● **Task to complete**
Which lines in the data below contain the string "hair", matching case exactly? Show each of those lines in full.

# start of Task input

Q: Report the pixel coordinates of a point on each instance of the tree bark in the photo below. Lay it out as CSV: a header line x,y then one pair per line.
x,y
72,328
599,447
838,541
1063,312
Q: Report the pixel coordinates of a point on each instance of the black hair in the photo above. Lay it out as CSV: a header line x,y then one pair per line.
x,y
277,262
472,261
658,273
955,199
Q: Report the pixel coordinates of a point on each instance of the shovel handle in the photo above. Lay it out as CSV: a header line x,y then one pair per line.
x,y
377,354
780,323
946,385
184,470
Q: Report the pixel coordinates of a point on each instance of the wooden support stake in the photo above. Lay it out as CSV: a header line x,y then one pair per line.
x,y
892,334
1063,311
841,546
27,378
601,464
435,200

# end of Task input
# start of Task input

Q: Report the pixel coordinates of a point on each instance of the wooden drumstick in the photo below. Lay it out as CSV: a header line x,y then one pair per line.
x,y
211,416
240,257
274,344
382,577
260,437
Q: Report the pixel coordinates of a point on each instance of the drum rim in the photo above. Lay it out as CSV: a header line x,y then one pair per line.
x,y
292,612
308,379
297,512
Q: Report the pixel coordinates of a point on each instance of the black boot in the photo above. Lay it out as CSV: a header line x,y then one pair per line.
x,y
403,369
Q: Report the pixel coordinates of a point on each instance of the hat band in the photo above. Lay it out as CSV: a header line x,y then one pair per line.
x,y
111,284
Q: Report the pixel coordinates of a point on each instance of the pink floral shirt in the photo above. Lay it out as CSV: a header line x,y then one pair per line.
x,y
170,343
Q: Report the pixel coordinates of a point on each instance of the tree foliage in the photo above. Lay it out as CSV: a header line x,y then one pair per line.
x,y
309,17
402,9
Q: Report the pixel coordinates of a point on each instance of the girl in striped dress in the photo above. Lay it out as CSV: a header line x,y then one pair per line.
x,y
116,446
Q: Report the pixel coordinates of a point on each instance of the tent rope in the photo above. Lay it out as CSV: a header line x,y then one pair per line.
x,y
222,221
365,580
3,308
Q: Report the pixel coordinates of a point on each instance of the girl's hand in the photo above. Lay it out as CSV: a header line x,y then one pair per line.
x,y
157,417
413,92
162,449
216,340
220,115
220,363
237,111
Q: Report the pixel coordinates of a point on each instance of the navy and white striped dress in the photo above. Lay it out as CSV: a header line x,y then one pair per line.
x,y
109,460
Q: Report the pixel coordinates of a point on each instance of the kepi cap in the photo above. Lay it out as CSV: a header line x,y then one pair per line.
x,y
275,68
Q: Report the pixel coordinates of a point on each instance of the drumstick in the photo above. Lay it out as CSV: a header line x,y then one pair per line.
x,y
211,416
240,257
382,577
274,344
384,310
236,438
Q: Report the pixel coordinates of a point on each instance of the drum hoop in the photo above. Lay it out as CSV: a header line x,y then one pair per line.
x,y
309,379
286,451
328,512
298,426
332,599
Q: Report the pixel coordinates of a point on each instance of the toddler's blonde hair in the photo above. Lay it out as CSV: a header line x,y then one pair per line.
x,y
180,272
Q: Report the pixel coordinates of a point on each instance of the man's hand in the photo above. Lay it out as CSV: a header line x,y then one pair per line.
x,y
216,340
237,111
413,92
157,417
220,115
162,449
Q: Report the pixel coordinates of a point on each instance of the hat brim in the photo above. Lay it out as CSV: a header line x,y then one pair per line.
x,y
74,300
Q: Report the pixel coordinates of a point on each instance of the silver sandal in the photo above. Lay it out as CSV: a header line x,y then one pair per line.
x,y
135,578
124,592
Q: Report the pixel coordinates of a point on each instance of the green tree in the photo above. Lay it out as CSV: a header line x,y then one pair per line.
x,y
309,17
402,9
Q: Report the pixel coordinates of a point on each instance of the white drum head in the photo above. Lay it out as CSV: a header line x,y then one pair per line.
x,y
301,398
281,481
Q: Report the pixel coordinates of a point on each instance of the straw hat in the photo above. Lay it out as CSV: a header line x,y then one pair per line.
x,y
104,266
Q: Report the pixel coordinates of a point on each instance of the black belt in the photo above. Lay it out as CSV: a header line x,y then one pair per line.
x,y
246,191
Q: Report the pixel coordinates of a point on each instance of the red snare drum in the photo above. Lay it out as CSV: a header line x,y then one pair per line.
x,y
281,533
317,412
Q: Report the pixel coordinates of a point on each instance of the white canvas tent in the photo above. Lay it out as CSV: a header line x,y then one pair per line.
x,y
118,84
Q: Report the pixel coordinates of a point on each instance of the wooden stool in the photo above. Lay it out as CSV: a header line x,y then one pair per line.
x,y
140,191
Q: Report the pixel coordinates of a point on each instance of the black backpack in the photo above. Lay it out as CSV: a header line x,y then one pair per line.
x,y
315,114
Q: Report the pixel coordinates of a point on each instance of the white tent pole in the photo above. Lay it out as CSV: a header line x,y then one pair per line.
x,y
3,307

# end of Task input

● **Result**
Q: Report the pixel coordinates of a point on each instance of the black hair in the photo above. Lay it out as CSV: a header line x,y then one pair per line.
Q: Report the pixel coordinates of a point on each instance of the toddler's blonde hair in the photo above. Lay it out as CSV: a header line x,y then one pair per line.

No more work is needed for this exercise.